What you have to do -
Look through the entries. Copy each line that has the word "white".

Saved data entries:
_ _ _ _
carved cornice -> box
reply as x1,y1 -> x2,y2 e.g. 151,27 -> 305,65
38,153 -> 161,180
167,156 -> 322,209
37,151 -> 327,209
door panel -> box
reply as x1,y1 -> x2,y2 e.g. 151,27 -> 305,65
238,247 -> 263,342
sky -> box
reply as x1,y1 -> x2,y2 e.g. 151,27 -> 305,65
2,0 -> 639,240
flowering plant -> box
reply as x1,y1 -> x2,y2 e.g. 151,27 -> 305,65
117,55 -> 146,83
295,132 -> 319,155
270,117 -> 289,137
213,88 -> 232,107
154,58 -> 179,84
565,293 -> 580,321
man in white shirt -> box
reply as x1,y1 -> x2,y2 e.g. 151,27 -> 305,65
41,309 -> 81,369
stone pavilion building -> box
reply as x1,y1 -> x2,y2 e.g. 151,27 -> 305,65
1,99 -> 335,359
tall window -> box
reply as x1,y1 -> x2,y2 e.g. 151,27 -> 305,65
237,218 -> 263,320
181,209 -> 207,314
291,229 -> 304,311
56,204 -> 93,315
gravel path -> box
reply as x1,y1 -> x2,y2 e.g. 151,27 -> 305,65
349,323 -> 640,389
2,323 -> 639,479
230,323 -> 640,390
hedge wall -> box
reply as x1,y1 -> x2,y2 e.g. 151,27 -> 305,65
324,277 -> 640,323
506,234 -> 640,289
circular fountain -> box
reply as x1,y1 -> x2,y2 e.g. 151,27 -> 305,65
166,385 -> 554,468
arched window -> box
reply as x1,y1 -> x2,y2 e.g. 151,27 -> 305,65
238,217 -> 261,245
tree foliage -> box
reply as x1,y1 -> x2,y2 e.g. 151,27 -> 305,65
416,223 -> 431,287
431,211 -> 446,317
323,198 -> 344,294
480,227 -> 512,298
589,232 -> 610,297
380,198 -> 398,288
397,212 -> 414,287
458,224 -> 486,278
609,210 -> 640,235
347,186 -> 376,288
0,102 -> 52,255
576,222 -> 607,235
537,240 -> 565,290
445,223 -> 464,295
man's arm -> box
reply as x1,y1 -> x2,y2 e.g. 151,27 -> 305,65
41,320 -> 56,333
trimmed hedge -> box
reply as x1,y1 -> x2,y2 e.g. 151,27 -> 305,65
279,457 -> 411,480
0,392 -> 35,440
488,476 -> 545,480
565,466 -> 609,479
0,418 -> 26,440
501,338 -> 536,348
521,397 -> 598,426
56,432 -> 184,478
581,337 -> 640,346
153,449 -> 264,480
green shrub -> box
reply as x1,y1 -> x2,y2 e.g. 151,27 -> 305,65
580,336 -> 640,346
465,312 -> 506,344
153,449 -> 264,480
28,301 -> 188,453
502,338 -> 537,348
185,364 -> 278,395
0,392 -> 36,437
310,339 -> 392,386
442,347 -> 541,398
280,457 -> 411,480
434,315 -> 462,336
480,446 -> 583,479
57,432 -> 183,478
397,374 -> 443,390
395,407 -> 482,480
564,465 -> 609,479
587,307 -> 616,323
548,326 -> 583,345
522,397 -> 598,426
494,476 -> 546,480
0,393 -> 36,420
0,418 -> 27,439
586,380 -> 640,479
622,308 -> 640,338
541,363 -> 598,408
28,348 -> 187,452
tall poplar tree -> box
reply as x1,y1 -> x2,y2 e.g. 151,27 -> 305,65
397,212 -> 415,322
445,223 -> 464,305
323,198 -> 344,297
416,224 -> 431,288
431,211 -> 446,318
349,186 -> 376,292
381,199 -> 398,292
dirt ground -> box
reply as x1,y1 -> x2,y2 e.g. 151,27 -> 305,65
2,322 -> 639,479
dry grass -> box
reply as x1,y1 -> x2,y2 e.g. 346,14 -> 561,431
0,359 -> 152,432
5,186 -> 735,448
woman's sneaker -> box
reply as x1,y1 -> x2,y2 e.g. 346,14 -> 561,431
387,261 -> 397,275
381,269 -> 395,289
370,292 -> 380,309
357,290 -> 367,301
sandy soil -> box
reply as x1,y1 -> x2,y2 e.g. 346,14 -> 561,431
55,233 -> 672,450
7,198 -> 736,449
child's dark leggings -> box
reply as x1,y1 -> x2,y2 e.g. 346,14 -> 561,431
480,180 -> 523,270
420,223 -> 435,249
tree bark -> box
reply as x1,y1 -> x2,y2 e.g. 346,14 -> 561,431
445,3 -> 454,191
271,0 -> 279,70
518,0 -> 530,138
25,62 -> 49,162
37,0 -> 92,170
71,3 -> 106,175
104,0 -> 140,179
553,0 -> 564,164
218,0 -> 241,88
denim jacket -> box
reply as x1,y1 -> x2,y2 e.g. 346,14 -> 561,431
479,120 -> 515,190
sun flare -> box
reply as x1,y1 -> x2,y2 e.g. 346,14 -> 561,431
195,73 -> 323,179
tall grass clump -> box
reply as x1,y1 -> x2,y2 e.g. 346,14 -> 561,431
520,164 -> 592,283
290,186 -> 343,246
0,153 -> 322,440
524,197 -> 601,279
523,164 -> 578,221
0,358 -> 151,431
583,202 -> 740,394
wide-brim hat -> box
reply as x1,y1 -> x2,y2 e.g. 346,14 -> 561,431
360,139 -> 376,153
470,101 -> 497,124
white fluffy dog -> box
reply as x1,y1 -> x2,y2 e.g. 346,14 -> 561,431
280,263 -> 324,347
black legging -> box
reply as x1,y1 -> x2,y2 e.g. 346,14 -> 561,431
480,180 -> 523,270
_ _ _ _
Completed task -
man in white shirt -> box
white fluffy dog -> box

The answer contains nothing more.